- **PASSAGE SHOWN**
»»

Shannon Entropy of Gray Matter Eigenmodes: A Novel Biomarker for Alzheimer's Disease and Heterogeneous MCI Trajectories.
Yumeng Li, Gaoping Long, Xinyue Zhang, Kewei Chen, Xin Li, Zhanjun Zhang
Abstract
Open AccessCurrent Alzheimer's disease (AD) diagnostics rely on late-stage cognitive assessments or invasive biomarkers. Neuroimaging offers non-invasive alternatives, but single-modality approaches (structural atrophy or functional connectivity) face limitations in sensitivity and specificity for early detection. Entropy and temperature, novel structure-function coupling (SFC) biomarkers based on gray matter eigenmodes, are introduced to quantify cortical disorganization in early AD. Using multimodal MRI and amyloid-PET data from two cohorts (BABRI: N = 135; ADNI: N = 275), including cognitively normal (CN), mild cognitive impairment (MCI), and AD individuals, entropy is computed by projecting fMRI onto structural eigenmodes and temperature via eigenmode-based functional connectivity reconstruction. These indices are tested for diagnostic classification, Aβ prediction, and MCI subtype stratification (reversed/stable/progressed). Entropy is significantly higher in AD than CN and MCI (Δ = 8-21%, p < 0.001) in both cohorts. Left-hemisphere entropy yielded optimal diagnostic accuracy (AUC = 0.901 for CN vs MCI), while right/global entropy predicted Aβ burden (error reduction: 38.7-42.1%, p < 0.01). Entropy also distinguished MCI subtypes and captured biphasic changes in progressors. Temperature indices showed no significant group differences. Entropy from gray matter eigenmodes is a sensitive, non-invasive biomarker for AD diagnosis and pathology prediction, revealing hemispheric asymmetries and nonlinear progression in MCI.

««

- **Data records**

»»

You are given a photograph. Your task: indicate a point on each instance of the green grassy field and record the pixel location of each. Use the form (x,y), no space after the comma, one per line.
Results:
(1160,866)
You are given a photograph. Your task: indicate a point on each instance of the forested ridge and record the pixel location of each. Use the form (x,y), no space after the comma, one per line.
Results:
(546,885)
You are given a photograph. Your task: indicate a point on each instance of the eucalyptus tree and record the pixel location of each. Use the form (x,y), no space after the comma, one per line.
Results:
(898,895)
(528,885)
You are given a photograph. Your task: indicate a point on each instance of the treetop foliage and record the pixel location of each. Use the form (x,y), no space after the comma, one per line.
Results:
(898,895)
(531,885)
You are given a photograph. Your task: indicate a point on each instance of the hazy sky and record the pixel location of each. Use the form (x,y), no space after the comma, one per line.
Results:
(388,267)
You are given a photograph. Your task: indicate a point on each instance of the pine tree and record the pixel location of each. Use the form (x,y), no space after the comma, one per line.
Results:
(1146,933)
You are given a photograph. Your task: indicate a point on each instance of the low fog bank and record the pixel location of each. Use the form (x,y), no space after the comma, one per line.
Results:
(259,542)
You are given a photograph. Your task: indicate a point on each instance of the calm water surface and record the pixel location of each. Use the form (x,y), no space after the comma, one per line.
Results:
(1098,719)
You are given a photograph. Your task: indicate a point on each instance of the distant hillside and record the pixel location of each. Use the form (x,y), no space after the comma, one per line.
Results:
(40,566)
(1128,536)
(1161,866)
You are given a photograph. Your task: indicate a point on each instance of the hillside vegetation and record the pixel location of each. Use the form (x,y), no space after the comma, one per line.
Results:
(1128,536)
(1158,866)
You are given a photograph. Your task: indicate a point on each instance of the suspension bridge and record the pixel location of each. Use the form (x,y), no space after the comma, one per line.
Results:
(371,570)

««

- **WHAT THIS TASK INVOLVES**
Could you repeat the whole passage above on gray matter eigenmode entropy in Alzheimer's disease, word for word?

- **EXERCISE RESULT**
Shannon Entropy of Gray Matter Eigenmodes: A Novel Biomarker for Alzheimer's Disease and Heterogeneous MCI Trajectories.
Yumeng Li, Gaoping Long, Xinyue Zhang, Kewei Chen, Xin Li, Zhanjun Zhang
Abstract
Open AccessCurrent Alzheimer's disease (AD) diagnostics rely on late-stage cognitive assessments or invasive biomarkers. Neuroimaging offers non-invasive alternatives, but single-modality approaches (structural atrophy or functional connectivity) face limitations in sensitivity and specificity for early detection. Entropy and temperature, novel structure-function coupling (SFC) biomarkers based on gray matter eigenmodes, are introduced to quantify cortical disorganization in early AD. Using multimodal MRI and amyloid-PET data from two cohorts (BABRI: N = 135; ADNI: N = 275), including cognitively normal (CN), mild cognitive impairment (MCI), and AD individuals, entropy is computed by projecting fMRI onto structural eigenmodes and temperature via eigenmode-based functional connectivity reconstruction. These indices are tested for diagnostic classification, Aβ prediction, and MCI subtype stratification (reversed/stable/progressed). Entropy is significantly higher in AD than CN and MCI (Δ = 8-21%, p < 0.001) in both cohorts. Left-hemisphere entropy yielded optimal diagnostic accuracy (AUC = 0.901 for CN vs MCI), while right/global entropy predicted Aβ burden (error reduction: 38.7-42.1%, p < 0.01). Entropy also distinguished MCI subtypes and captured biphasic changes in progressors. Temperature indices showed no significant group differences. Entropy from gray matter eigenmodes is a sensitive, non-invasive biomarker for AD diagnosis and pathology prediction, revealing hemispheric asymmetries and nonlinear progression in MCI.